Start SUPPLIED INFORMATION

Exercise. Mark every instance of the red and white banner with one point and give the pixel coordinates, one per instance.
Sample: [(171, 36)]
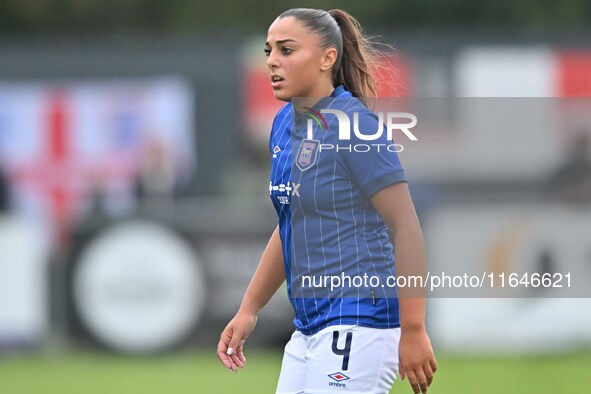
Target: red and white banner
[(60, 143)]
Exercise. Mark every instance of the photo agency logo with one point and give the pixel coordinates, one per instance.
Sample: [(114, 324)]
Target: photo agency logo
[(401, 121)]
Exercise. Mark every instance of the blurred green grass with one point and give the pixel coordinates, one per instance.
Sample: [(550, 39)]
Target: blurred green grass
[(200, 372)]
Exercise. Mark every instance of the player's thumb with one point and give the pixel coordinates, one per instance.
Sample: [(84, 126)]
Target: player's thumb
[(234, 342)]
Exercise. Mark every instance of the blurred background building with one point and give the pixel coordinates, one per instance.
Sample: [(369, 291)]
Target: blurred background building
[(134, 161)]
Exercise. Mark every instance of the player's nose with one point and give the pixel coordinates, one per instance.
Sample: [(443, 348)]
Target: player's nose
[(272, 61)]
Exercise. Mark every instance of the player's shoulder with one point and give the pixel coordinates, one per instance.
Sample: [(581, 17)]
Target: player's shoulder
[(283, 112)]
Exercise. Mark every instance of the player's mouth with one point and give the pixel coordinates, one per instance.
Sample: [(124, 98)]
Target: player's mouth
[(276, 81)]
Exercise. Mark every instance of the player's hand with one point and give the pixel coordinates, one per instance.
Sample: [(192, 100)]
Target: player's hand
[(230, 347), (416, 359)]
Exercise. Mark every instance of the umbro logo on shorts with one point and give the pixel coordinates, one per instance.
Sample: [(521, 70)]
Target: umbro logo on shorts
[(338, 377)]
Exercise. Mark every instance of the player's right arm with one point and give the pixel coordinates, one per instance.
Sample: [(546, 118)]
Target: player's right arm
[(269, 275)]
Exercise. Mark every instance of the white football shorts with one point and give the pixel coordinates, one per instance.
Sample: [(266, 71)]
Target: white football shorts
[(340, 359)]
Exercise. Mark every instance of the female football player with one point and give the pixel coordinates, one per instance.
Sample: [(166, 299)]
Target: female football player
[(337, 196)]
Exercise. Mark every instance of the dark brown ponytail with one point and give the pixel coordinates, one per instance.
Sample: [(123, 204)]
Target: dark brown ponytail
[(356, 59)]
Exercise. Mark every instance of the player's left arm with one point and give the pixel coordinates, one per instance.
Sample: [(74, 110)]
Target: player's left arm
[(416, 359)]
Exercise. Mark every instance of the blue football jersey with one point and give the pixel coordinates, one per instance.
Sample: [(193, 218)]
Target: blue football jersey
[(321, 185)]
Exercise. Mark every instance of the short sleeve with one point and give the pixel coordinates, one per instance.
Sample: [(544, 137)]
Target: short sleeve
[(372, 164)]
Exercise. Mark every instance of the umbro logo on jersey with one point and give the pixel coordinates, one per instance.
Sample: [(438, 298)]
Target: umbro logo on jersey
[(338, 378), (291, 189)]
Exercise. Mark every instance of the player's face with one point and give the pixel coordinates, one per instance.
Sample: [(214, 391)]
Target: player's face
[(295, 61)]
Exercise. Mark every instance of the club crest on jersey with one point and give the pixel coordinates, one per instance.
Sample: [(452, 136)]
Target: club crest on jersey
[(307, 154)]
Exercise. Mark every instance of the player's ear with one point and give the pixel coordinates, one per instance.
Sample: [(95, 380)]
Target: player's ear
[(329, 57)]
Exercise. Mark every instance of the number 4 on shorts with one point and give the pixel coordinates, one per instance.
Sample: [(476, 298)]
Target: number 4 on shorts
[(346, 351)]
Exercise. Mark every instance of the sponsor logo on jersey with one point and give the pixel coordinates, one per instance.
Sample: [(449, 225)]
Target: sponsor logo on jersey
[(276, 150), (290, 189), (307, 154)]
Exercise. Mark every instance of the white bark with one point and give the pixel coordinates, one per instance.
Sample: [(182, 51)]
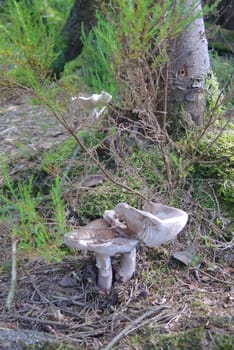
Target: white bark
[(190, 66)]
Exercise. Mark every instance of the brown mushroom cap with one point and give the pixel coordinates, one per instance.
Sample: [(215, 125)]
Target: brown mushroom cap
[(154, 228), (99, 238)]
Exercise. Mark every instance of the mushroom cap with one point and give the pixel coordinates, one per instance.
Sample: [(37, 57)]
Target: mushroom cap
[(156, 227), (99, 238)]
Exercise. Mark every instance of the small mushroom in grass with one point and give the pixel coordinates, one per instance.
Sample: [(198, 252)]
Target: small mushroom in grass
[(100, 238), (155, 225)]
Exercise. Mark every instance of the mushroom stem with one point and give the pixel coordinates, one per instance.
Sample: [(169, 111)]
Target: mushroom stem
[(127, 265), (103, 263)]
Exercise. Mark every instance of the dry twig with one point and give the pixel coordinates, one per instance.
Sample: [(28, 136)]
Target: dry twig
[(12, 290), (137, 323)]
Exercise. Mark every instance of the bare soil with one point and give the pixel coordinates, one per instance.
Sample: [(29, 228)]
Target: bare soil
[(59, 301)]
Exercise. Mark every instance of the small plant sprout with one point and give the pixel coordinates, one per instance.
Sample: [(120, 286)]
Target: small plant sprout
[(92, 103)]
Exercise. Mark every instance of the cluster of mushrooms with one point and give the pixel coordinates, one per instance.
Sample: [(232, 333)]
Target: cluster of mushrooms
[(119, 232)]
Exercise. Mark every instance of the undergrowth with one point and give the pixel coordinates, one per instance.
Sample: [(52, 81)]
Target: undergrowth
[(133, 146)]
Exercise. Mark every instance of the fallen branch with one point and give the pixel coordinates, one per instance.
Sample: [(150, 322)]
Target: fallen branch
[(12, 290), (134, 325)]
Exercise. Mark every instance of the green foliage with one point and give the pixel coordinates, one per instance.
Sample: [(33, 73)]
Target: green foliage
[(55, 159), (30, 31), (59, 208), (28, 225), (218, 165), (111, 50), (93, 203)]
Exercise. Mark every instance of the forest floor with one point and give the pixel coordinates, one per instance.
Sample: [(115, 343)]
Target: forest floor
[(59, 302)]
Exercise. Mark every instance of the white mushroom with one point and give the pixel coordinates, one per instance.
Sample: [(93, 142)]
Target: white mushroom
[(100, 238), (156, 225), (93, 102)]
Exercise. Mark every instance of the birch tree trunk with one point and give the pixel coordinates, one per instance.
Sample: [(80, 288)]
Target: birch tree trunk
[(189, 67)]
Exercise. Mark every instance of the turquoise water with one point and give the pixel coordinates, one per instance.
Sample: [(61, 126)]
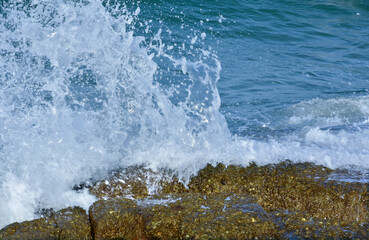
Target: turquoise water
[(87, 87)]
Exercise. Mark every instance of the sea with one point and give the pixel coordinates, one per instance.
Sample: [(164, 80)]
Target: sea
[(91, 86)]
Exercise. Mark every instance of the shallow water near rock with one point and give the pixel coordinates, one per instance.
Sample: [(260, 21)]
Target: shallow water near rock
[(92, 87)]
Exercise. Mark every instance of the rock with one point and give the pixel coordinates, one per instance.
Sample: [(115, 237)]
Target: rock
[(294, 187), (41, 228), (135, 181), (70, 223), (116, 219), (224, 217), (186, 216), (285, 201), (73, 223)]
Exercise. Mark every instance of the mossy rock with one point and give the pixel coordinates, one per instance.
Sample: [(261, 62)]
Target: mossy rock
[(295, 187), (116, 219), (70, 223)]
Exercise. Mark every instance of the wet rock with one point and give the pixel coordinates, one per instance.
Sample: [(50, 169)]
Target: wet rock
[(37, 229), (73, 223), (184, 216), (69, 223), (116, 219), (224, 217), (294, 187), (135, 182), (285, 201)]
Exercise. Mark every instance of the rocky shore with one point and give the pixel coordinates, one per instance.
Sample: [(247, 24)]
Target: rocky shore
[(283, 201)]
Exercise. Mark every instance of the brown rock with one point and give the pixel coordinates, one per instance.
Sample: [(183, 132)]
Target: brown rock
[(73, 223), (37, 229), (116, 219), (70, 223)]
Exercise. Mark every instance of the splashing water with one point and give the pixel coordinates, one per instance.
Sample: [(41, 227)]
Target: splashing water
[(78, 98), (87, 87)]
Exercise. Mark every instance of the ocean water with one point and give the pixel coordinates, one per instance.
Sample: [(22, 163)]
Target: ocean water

End SUPPLIED INFORMATION

- [DO THIS]: Copy the items starting at the line that contains "Exercise. Mark every instance of the fallen" and ending at the line that contains "[(295, 187), (116, 219), (70, 223)]", replacing "pixel coordinates" with "image coordinates" everywhere and changing nothing else. Leave the pictures out.

- [RESPONSE BELOW]:
Exercise. Mark every instance of the fallen branch with one point and give the image coordinates, one per instance.
Sample: [(150, 322)]
Target: fallen branch
[(12, 290), (134, 325)]
Exercise. Mark every instance of the green foliage with one point and give the image coordinates, one per instance.
Sample: [(33, 73)]
Target: green foliage
[(55, 159), (30, 31), (59, 208), (28, 225), (218, 165), (111, 50), (93, 203)]
Exercise. Mark every instance of the forest floor with one point and give the image coordinates, one per instance.
Sample: [(115, 343)]
Target: forest floor
[(59, 302)]
Exercise. Mark every instance of the white mushroom with one point and give the image coordinates, one per instance.
Sample: [(93, 142)]
Target: white mushroom
[(100, 238), (156, 225), (93, 102)]
Exercise. Mark every instance of the birch tree trunk with one point and give the image coordinates, one per instance.
Sample: [(80, 288)]
Target: birch tree trunk
[(189, 67)]
Exercise. Mark every instance of the turquoise water with one point and give the image coordinates, one per instance.
Sample: [(61, 126)]
Target: turquoise water
[(87, 87)]
Exercise. Mark every instance of the sea with one point and give the image coordinates, one per instance.
Sample: [(164, 80)]
Target: sea
[(91, 86)]
Exercise. Mark every instance of the shallow water near rock with one point and give the image coordinates, one per instance.
Sample: [(260, 21)]
Target: shallow water near rock
[(92, 87)]
Exercise. Mark every instance of the rock with one point and give the image coordinates, one per instance.
Sample: [(115, 237)]
Target: rock
[(294, 187), (41, 228), (135, 181), (70, 223), (116, 219), (224, 217), (186, 216), (285, 201), (73, 223)]
Exercise. Mark every instance of the mossy rock with one point and give the image coordinates, one per instance.
Sample: [(261, 62)]
Target: mossy rock
[(295, 187), (116, 219), (70, 223)]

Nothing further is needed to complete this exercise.